┌────────

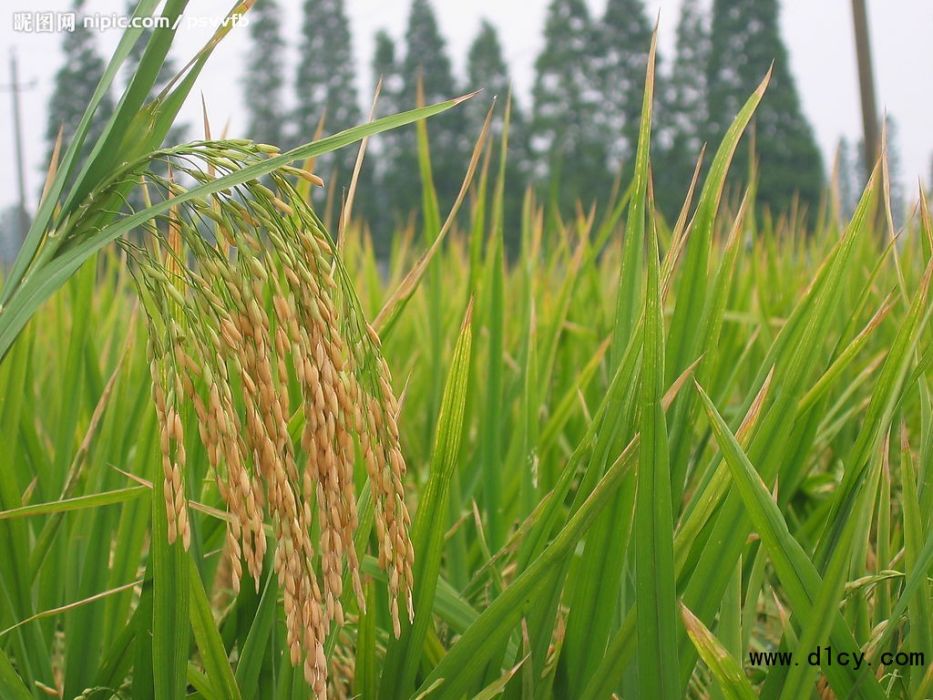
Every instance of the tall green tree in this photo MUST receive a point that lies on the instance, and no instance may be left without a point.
(849, 178)
(570, 150)
(682, 109)
(745, 39)
(325, 83)
(487, 70)
(426, 60)
(75, 83)
(622, 41)
(384, 190)
(265, 66)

└────────

* REQUIRED WORK *
Set down the material above exactly as written, but not the pictures.

* ANSWER FOR THE TASK *
Every instance of the tall green tree in this photo MUST receive a point that lies on the instance, and no instance may be left without a point.
(849, 178)
(570, 150)
(682, 109)
(745, 39)
(325, 83)
(487, 70)
(426, 60)
(75, 83)
(622, 41)
(384, 190)
(265, 66)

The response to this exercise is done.